╭─ KUTIPAN ARTIKEL

SpiritusVeritas

Berpuasa Bersama KH Jalaluddin Rakhmat [6]: Jalan Tercepat Menuju Tuhan

Perkhidmatan tidak bisa diajarkan melalui lisan, tapi harus dengan praktik. Bila kita belajar tasawuf kepada para sufi zaman dahulu, pelajaran pertama yang kita dapatkan bukanlah dengan duduk di kursi dan memegang kertas, tetapi dengan membersihkan lantai dan toilet.

JERNIH– Pada suatu hari, seorang kiai muda dari Pesantren Lirboyo datang menemui saya dengan membawa sebuah buku tebal yang berisi renungan-renungan sufistik. Kiai itu tak pernah menempuh pendidikan formal, ia hanya masuk pesantren.

Buku yang dibawanya diketik sendiri melalui mesin tik yang tampaknya dibuat di Jerman sebelum Perang Dunia II. Setelah berbincang dengannya, saya menyadari bahwa kiai ini luar biasa. Ia banyak menggunakan istilah-istilah, bukan saja dalam bahasa Arab, tetapi juga dalam bahasa Inggris modern.

Saya tertarik untuk mengetahui di mana dan bagaimana ia belajar. Ia bercerita bahwa ia pernah belajar kepada salah seorang ulama, yang di kalangan Nahdlatul Ulama (NU) dianggap sebagai seorang sufi. Ketika ia berguru pada ulama itu, ia selalu diberi tugas untuk memandikan kuda pak kiai. Ia melakukannya dengan penuh gembira karena ia pernah mendengar cerita tentang seorang santri yang juga diperintahkan untuk mencuci kuda Syaikh Khalil di Bangkalan. Santri yang suka memandikan kuda itu lalu menjadi ulama besar dan mendirikan Nahdlatul Ulama. Namanya KH. Hasyim Asy’ari.

╰─

PERINTAH A
Salin kutipan artikel tentang jalan menuju Tuhan persis seperti aslinya, mulai dari "Buku yang dibawanya" sampai dengan "KH. Hasyim Asy’ari.".
Kutipan artikel ini dan catatan sesudahnya tidak saling berkaitan.

╭─ BUTIR CATATAN

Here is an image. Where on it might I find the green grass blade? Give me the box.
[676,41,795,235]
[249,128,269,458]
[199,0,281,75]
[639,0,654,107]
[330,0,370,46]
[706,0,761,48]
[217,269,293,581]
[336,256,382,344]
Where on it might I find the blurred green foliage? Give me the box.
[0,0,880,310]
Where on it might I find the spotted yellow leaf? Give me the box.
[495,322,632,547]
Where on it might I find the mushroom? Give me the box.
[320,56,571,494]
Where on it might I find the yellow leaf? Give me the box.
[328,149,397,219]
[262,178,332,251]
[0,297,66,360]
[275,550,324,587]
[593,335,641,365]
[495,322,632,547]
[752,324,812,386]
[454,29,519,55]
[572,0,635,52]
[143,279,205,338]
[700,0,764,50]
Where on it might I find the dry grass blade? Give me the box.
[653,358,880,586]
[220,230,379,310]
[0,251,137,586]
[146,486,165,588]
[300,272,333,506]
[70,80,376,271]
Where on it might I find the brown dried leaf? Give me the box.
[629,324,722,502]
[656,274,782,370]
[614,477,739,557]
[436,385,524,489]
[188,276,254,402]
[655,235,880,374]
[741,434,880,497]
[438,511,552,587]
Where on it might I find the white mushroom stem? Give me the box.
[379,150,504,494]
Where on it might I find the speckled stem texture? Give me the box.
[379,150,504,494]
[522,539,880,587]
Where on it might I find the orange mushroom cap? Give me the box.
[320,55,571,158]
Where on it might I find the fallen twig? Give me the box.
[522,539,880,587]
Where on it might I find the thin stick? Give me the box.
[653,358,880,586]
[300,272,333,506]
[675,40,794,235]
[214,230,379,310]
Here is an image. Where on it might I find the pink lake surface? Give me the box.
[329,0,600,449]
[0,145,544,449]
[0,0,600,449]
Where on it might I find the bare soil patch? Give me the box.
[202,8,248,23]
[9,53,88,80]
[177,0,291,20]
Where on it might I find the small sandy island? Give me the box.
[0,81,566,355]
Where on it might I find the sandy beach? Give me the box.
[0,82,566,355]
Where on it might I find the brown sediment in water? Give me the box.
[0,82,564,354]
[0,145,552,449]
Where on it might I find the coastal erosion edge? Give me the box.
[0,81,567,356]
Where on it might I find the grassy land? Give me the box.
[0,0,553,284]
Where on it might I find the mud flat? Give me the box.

╰─

PERINTAH B
Tulis kembali catatan dari baris pertama sampai dengan baris yang memuat "[700,0,764,50]", dengan "yellow leaf" ditukar menjadi "orange leaf" dan bagian lain tetap sama. Tampilkan hanya baris-baris tersebut.

HASIL LATIHAN A
Buku yang dibawanya diketik sendiri melalui mesin tik yang tampaknya dibuat di Jerman sebelum Perang Dunia II. Setelah berbincang dengannya, saya menyadari bahwa kiai ini luar biasa. Ia banyak menggunakan istilah-istilah, bukan saja dalam bahasa Arab, tetapi juga dalam bahasa Inggris modern.

Saya tertarik untuk mengetahui di mana dan bagaimana ia belajar. Ia bercerita bahwa ia pernah belajar kepada salah seorang ulama, yang di kalangan Nahdlatul Ulama (NU) dianggap sebagai seorang sufi. Ketika ia berguru pada ulama itu, ia selalu diberi tugas untuk memandikan kuda pak kiai. Ia melakukannya dengan penuh gembira karena ia pernah mendengar cerita tentang seorang santri yang juga diperintahkan untuk mencuci kuda Syaikh Khalil di Bangkalan. Santri yang suka memandikan kuda itu lalu menjadi ulama besar dan mendirikan Nahdlatul Ulama. Namanya KH. Hasyim Asy’ari.

HASIL LATIHAN B
Here is an image. Where on it might I find the green grass blade? Give me the box.
[676,41,795,235]
[249,128,269,458]
[199,0,281,75]
[639,0,654,107]
[330,0,370,46]
[706,0,761,48]
[217,269,293,581]
[336,256,382,344]
Where on it might I find the blurred green foliage? Give me the box.
[0,0,880,310]
Where on it might I find the spotted orange leaf? Give me the box.
[495,322,632,547]
Where on it might I find the mushroom? Give me the box.
[320,56,571,494]
Where on it might I find the orange leaf? Give me the box.
[328,149,397,219]
[262,178,332,251]
[0,297,66,360]
[275,550,324,587]
[593,335,641,365]
[495,322,632,547]
[752,324,812,386]
[454,29,519,55]
[572,0,635,52]
[143,279,205,338]
[700,0,764,50]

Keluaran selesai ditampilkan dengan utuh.